Pick out every line in the material below that contains the string "distant", with uppercase and lowercase counting as different, and copy each of those lines in full.

* [Entries shown]:
╔══
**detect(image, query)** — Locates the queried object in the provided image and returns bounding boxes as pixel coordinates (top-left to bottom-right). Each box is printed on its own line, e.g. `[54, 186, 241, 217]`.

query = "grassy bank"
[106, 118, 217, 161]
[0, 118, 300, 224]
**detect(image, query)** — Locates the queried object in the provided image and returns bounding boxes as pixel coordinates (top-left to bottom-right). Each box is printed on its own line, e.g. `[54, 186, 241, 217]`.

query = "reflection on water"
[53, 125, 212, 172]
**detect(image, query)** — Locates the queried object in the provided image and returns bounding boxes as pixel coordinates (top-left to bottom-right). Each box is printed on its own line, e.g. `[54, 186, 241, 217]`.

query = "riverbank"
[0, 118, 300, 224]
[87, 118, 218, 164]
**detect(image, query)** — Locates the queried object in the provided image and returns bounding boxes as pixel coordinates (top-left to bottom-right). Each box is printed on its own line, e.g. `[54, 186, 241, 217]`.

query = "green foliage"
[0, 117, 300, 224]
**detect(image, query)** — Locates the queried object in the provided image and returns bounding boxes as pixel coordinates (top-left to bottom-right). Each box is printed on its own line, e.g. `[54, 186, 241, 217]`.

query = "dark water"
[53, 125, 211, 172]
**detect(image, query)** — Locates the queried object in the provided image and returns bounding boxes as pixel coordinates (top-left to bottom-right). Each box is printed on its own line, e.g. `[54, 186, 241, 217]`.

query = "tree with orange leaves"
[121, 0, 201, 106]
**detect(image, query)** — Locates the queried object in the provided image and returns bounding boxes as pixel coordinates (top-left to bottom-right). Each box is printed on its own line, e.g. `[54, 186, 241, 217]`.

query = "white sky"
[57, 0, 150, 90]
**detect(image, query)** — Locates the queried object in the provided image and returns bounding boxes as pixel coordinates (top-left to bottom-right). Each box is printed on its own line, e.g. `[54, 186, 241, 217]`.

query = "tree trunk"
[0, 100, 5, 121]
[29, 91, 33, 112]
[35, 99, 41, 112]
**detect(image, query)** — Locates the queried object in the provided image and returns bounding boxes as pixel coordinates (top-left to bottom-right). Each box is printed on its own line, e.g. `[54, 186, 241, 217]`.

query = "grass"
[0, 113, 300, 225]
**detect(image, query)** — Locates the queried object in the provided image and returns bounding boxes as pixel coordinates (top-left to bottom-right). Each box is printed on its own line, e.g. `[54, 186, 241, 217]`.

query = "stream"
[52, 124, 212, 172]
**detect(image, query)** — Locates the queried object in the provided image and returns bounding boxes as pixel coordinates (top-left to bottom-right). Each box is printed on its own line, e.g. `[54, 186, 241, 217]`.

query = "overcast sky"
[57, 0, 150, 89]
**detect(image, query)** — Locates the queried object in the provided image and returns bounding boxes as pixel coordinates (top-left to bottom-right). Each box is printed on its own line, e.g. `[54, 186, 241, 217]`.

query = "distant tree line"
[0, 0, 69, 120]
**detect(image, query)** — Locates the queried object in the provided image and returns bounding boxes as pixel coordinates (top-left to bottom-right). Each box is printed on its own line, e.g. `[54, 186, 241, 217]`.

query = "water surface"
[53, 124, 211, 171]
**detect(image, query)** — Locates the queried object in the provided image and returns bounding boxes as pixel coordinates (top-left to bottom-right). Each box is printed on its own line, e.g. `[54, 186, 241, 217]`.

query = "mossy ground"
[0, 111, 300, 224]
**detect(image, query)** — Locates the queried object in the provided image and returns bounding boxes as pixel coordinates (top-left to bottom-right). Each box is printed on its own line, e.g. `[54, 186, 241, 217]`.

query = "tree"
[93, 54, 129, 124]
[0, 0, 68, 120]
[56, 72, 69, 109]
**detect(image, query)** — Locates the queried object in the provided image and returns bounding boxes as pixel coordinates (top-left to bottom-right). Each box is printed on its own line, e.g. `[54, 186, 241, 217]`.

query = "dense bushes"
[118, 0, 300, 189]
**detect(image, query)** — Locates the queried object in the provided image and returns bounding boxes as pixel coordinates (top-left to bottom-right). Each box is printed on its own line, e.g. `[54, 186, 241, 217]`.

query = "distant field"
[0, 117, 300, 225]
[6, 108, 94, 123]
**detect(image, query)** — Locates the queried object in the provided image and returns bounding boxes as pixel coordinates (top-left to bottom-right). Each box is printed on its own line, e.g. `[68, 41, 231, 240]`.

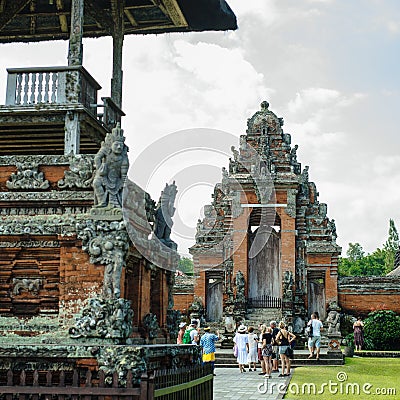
╚══
* [The output]:
query = "distant tree line"
query = "distant field"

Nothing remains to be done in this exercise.